[TASKS TO CARRY OUT]
(a) Turn the paragraph of the Envision Richmond article that begins "All week, students separated into groups" into a short list that keeps its main facts.
(b) Decide whether the Envision Richmond article supports each statement: (i) This year's program was the sixth one. (ii) The panelists came from fewer than 20 nonprofits. (iii) The Green Kits would come in a single size. Answer yes or no for each, quoting the words of the article that decide it.

+++ TEXT BLOCK +++

Today, Collegiate School 8th Grade students capped a week of thinking outside the box -- and outside the classroom -- by presenting to their peers, teachers and community leaders creative solutions to challenges impacting the Greater Richmond community. The presentations marked the culmination of this year's Envision Richmond program, the sixth iteration of the entire 8th Grade’s weeklong immersion into local nonprofits, coupled with hands-on lessons that helped the students strengthen their leadership and problem-solving skills and learn how to make a lasting, positive change.
All week, students separated into groups and traveled to different nonprofit organizations across the city that address a range of issues, such as food insecurity, lack of green spaces, homelessness, pediatric health and mental health awareness. The United Network for Organ Sharing (UNOS), Greater Richmond ARC, Shalom Farms and the Ronald McDonald House were just a few of the hosts.
Local professionals from the 30-plus nonprofits the students visited served as panelists this morning as the 8th Graders shared their ideas and solutions. The panelists asked questions and made suggestions on how the students could improve the viability and impact of their concepts.
Middle School Humanities teacher and Envision Richmond Coordinator Laurie Shadowen said students’ opportunities to learn about needs beyond Collegiate and then collaborate on ways to address them always expands the mindset of 8th and prepares them to approach solving society's challenges with empathy, creativity and enthusiasm.
"They get the chance to see outside of the School, outside of their immediate community, and really get an understanding of what is happening locally and nationally," she said. "The goal for us is to motivate them to think about and contribute to our society in deeper, more meaningful ways."
In the Sandbox classroom located in the Sharp Academic Commons, one group presented the Green Kit, their idea to address food insecurity within neighborhoods throughout Richmond city known as food deserts, because of the lack of nearby grocery stores or farmer’s markets. The Green Kits would come in small, medium or large sizes, and contain seeds, soil, pots and nutrients so that people living in areas with a lack of fresh food sources could grow their own fruits and vegetables. Panelist Darquan Robertson, representing Green Work Force, commended the students on their idea.

+++ MATERIAL PROVIDED +++

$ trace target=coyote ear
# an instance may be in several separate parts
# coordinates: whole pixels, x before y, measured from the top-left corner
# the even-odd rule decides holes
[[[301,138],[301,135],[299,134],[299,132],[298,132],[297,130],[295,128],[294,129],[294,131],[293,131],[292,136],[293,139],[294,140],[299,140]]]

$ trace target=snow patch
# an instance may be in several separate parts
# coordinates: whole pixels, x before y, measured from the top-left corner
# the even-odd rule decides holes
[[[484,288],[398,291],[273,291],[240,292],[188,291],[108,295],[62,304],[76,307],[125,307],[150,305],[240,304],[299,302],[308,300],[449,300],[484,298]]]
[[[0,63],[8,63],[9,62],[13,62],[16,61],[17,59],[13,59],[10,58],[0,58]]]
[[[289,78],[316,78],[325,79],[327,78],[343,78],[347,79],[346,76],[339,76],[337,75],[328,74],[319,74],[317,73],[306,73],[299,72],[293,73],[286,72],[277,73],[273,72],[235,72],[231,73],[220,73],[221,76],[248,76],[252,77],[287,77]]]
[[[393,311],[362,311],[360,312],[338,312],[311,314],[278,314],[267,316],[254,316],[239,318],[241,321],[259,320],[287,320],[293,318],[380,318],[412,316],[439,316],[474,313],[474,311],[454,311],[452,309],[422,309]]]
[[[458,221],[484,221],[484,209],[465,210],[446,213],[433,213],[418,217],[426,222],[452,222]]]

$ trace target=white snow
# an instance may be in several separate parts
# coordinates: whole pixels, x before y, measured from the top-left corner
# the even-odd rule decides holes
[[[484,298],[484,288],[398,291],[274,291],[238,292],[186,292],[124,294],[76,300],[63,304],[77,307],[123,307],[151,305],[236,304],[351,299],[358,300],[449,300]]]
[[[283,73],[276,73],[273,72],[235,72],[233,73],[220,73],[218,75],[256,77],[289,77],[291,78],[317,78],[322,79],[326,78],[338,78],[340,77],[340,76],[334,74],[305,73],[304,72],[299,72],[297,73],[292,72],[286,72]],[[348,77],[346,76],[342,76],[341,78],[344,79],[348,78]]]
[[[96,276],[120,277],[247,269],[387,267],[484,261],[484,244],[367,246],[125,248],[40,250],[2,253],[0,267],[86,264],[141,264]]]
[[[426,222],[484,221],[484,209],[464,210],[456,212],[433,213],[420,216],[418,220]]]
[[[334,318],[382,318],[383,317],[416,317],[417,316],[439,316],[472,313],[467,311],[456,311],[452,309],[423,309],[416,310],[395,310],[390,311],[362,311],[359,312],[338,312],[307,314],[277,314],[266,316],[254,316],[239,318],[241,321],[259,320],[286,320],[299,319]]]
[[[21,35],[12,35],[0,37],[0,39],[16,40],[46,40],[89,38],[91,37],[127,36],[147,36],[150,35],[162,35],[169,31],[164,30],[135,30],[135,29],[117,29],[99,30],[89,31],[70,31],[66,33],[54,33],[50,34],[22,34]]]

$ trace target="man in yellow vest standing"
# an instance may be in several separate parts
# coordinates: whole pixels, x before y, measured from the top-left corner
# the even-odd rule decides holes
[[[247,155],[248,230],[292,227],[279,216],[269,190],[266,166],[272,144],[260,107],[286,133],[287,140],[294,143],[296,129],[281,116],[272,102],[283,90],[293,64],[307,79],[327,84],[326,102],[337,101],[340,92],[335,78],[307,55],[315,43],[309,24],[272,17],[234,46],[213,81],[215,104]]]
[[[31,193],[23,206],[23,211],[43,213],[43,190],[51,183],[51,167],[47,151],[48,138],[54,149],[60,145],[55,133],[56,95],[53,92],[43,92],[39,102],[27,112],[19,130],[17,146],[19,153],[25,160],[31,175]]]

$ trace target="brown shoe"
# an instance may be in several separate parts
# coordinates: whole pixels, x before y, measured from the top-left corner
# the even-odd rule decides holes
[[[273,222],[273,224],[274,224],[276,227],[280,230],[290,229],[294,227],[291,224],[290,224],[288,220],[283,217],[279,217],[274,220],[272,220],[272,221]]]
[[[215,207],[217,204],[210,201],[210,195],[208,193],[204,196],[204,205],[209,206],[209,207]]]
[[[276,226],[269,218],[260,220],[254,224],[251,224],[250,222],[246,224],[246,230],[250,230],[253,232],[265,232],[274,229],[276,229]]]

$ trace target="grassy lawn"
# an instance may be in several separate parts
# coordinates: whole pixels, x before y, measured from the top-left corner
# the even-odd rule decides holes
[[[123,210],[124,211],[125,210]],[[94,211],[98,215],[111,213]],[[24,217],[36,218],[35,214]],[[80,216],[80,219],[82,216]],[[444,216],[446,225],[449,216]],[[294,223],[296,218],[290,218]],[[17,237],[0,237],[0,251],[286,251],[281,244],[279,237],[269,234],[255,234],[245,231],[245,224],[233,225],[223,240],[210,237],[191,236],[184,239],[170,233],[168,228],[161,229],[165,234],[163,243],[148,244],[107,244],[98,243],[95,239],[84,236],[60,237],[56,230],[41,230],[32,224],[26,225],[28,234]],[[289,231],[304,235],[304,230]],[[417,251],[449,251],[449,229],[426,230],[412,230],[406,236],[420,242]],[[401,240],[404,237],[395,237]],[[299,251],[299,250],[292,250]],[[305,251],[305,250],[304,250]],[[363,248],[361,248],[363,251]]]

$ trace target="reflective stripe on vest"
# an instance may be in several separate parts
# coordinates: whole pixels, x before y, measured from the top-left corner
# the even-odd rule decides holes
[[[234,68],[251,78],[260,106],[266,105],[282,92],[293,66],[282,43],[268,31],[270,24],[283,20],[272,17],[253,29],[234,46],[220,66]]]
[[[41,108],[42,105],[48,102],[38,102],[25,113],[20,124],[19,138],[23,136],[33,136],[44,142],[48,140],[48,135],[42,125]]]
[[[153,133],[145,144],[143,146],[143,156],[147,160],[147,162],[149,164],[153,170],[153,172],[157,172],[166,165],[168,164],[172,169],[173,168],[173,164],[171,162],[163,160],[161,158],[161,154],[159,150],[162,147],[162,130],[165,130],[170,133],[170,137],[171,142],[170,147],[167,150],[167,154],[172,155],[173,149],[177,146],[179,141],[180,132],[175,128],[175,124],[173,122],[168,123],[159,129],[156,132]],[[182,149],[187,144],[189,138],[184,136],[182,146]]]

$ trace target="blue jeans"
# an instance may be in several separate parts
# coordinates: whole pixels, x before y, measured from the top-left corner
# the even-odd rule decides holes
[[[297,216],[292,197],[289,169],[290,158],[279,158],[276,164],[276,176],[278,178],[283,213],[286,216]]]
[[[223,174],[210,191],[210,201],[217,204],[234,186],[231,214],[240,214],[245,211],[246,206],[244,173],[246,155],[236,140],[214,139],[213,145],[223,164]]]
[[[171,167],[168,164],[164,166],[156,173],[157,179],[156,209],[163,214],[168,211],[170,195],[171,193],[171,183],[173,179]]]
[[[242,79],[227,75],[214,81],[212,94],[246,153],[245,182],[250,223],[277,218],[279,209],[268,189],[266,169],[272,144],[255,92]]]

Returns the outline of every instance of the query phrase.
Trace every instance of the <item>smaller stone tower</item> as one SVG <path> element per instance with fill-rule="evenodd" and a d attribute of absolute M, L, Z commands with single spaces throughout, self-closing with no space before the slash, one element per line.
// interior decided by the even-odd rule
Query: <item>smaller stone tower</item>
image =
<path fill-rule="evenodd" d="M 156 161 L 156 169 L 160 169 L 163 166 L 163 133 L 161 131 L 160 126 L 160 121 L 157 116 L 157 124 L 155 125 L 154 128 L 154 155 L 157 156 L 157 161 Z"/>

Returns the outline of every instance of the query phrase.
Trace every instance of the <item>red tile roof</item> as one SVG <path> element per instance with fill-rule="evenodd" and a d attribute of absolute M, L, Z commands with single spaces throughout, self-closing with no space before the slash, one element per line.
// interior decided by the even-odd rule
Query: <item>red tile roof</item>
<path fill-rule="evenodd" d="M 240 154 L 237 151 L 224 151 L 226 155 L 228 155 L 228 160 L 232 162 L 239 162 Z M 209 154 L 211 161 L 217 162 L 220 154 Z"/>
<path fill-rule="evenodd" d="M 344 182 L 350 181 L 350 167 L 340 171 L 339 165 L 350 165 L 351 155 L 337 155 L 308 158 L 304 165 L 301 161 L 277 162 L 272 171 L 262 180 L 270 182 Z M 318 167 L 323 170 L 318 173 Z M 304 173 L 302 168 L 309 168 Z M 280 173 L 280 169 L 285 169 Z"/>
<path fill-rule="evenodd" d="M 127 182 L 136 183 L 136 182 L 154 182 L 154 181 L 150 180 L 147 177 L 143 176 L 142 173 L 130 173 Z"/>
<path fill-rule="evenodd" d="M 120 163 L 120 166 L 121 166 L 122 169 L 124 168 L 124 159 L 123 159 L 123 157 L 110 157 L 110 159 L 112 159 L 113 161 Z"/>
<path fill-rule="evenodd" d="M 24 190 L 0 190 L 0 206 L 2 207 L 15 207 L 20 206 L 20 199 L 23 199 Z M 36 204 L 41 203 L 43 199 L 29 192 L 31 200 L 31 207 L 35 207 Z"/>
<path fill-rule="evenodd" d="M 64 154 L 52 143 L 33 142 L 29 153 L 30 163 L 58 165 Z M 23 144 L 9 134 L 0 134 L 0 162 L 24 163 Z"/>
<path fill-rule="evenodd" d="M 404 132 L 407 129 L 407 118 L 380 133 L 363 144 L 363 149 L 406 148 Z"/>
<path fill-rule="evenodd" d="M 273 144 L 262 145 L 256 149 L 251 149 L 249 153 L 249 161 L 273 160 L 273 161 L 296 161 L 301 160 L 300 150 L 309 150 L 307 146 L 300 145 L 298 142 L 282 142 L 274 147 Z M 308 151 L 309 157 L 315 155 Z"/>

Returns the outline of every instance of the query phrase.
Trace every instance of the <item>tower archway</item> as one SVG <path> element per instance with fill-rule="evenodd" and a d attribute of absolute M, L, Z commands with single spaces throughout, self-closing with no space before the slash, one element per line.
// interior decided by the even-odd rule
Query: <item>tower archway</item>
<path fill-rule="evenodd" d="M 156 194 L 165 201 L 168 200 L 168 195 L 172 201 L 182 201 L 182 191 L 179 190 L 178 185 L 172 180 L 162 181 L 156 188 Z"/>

+++

[REPLIES]
(a)
- All week, students worked in groups and traveled to different nonprofit organizations across the city.
- These organizations address issues such as food insecurity, lack of green spaces, homelessness, pediatric health and mental health awareness.
- Hosts included the United Network for Organ Sharing (UNOS), Greater Richmond ARC, Shalom Farms and the Ronald McDonald House.

(b)
(i) Yes: "the sixth iteration of the entire 8th Grade’s weeklong immersion into local nonprofits"
(ii) No: "Local professionals from the 30-plus nonprofits the students visited served as panelists"
(iii) No: "The Green Kits would come in small, medium or large sizes"